Region pointing data

━━━

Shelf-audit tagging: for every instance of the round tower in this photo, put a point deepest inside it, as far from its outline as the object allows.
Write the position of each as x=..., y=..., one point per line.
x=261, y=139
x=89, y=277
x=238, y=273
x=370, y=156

━━━

The line with "Write the position" and every line after it up to the end of the entries: output those exactly, and only those.

▶ [RESPONSE AREA]
Write the position of each as x=..., y=..., one point per line.
x=261, y=139
x=89, y=277
x=238, y=273
x=370, y=156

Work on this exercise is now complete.